[Excerpt provided]:
________
ORDER S. Muralidhar, J.
Crl. M.A. 3066/2006 Exemption allowed subject to all just exceptions.
The application is disposed of.
Crl. M.C. 1912/2006 & Crl. M.A. 3067/2006 (stay)
1. This is a petition under Section 482 of the Code of Criminal Procedure, 1973 ('CrPC') filed by the Petitioner challenging an order dated 18th January, 2006 passed by the learned Metropolitan Magistrate ('MM'), Delhi holding that a prima facie offence is made out in FIR No. 393/99 under Sections 354/341/323/506 IPC against the Petitioner and an order dated 16th March, 2006 passed by the learned Additional Sessions Judge ('ASJ'), Delhi dismissing the Petitioner's Criminal Revision Petition No. 2/2006 upholding the aforementioned order dated 18th January, 2006 passed by the learned MM.
2. The FIR was registered on the complaint received from one Ms. Seema, a resident of 521, G.B. Road, alleging that the Petitioner on 4th November, 1999 at about 6.00 pm came in a car and snatched a chain that she was wearing. The inquiry conducted by the police on the said complaint as recorded in the case diary, concluded that no such incident had taken place. It was found that the complainant and the Petitioner had relations with each other. No witness was available on the spot and no offence was held to have been made out.
________
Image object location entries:
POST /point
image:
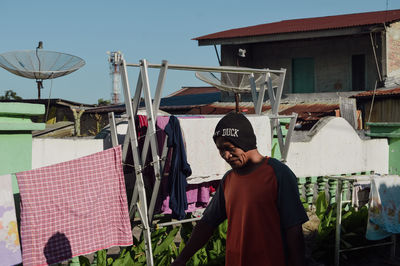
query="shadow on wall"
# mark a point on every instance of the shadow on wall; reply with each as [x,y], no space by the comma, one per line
[57,248]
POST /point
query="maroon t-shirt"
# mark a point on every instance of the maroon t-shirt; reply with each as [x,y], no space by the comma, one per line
[259,207]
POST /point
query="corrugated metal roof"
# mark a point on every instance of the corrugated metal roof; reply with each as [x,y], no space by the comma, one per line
[309,24]
[194,90]
[308,113]
[379,92]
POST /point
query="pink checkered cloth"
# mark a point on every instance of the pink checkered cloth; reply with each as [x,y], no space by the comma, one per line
[73,208]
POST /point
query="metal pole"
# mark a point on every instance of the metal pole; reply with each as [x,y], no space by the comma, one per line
[338,221]
[142,205]
[221,69]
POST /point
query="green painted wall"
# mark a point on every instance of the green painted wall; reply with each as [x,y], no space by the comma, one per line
________
[Given exercise 1]:
Update the court order from "2. The FIR was" to "been made out.", inclusive, with "chain" changed to "necklace".
[Given exercise 2]:
Answer these questions using the court order:
(a) On what date did the learned Metropolitan Magistrate pass the order holding that a prima facie offence is made out?
(b) Which judicial officer dismissed the Petitioner's Criminal Revision Petition No. 2/2006?
(c) At about what time on 4th November, 1999 did the complaint say the Petitioner came in a car?
[Given exercise 3]:
Pick up the court order after its last sentence and continue it.

[Expected output 1]:
2. The FIR was registered on the complaint received from one Ms. Seema, a resident of 521, G.B. Road, alleging that the Petitioner on 4th November, 1999 at about 6.00 pm came in a car and snatched a necklace that she was wearing. The inquiry conducted by the police on the said complaint as recorded in the case diary, concluded that no such incident had taken place. It was found that the complainant and the Petitioner had relations with each other. No witness was available on the spot and no offence was held to have been made out.

[Expected output 2]:
(a) 18th January, 2006
(b) The learned Additional Sessions Judge ('ASJ'), Delhi
(c) About 6.00 pm

[Expected output 3]:
3. It appears that despite the aforementioned report, the learned MM on 4th May, 2002 took cognizance of the offence.
4. On 18th January, 2006 the learned MM passed the following order:
18.1.2006 Present: Ld APP for the State.
Accused on bail.
Heard. Perused. Prima facie offence Under Section 354/341/323/506 IPC is made out against the accused. Accordingly notice framed to which accused pleaded not guilty and claim trial. Case to come up for PE on 07.04.06.
5. While dismissing Criminal Revision No. 2 of 2006 by the order dated 16th March 2006 the learned ASJ observed that the order dated 4th May, 2002 passed by the learned MM taking cognizance had not been challenged and could in any not be recalled in view of the judgment of the Supreme Court in Adalat Prasad v. Roop Lal Jindal and Ors. AIR 2004 SC 4074. It was accordingly held that the issue raised by the petitioner was a matter of evidence and therefore, the case had to go to trial.
6. Mr. Uppal, learned Counsel appearing for the Petitioner points out that no reasons have been given by the learned MM for differing from the closure report of the police. The order dated 18th January, 2006 is a non speaking order. He urges that this matter may be remanded to the learned MM for a fresh opinion on whether any offence is made out against the Petitioner warranting the framing of notice. He relies upon the judgment of the Supreme Court in Rupan Deol Bajaj (Mrs.) v. Kanwar Pal Singh Gill .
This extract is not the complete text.